> **Text for analysis**:
Segment Open
As she moves to an assistant professor position at Harvard Medical School and a new leadership role, Narjust Duma, MD, continues her work to improve equity for both patients with cancer and women in medicine.

Healio spoke with Duma for the first installment in Women in Oncology’s “Women on the Move” series.

Quote from Narjust Duma, MD

“As associate director of the Center for Cancer Equity and Engagement at the Dana-Farber/Harvard Cancer Center, my goal is to develop programs to improve access for minorities to the cancer center and to the clinical trials and develop long-lasting relationships with the Latinx community in Boston,” Duma told Healio. “The Dana-Farber portfolio includes hundreds of clinical trials that could be the best option for many patients.”

Duma, who also is a HemOnc Today Next Gen Innovator, said the main objective of her move from University of Wisconsin Carbone Cancer Center to Harvard’s programs was to further expand the Duma Lab, a team she leads with a focus on social justice in medicine and lung cancer in women.

“Our lab’s nickname is the Social Justice League,” she said. “The majority of the work is on social justice because there are so many inequalities in cancer care and for women in medicine in general. We focus on finding interventions to address those inequalities and move the field forward.”

The team has 25 members and includes two medical students during the summer. It started as an all-female team but now includes three men.

“We’ve submitted nine abstracts to ASCO, so we are quite a productive lab that, by a majority, is composed of underrepresented groups in medicine, such as women of color who also represent different career phases and geographical locations,” Duma said.

In addition, the lab published 10 papers last year and has had three papers accepted for publication since the start of 2021.
Segment Closed
> **Recorded data**:
Segment Open
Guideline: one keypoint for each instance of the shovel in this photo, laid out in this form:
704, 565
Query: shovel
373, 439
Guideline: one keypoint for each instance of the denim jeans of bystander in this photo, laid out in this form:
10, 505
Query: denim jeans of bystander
Segment Closed
> **Work task 1**:
From the article on Narjust Duma, copy the passage starting with "As she moves" and going on through "women in medicine.".
> **Work task 2**:
In the article on Narjust Duma, what nickname does her lab go by?
> **Work task 3**:
Write what follows the final sentence of the article on Narjust Duma.

> **Final answer 1**:
As she moves to an assistant professor position at Harvard Medical School and a new leadership role, Narjust Duma, MD, continues her work to improve equity for both patients with cancer and women in medicine.

> **Final answer 2**:
The Social Justice League.

> **Final answer 3**:
“I think the biggest challenge I have in oncology is that my pathway is not traditional, and so the work the lab produces doesn’t always get the recognition it deserves,” Duma said. “The unique aspect of my lab is that we don’t work with pipettes or petri dishes. We focus on social justice issues. That ranges from sexual harassment to discrimination of first-generation medical students,” she said.

The lab has “achieved the same milestones as a traditional lab,” Duma said, including publications and presentations. She also noted that all the pre-med students who worked in the lab have been accepted to medical school, and residents have been regularly matched with their preferred fellowships, “with an incredible success rate.”

One early concern Duma had was in naming the lab after herself, as she did not want it to feel as if the women on the team “belonged to her.”

However, as the team developed its portfolio, she felt it became important to refer to the group as a lab so that it would receive the recognition that often eluded their unique focus.

“We created the hashtag #dumalab for social media, and we started writing grants and papers in which we acknowledge the lab,” Duma said. “You believe that if you work hard, get published, get grants and present at meetings, you will get recognition, but because we do things that are outside of the traditional pathway for oncology, it’s been harder. We are now seeing more of that recognition.”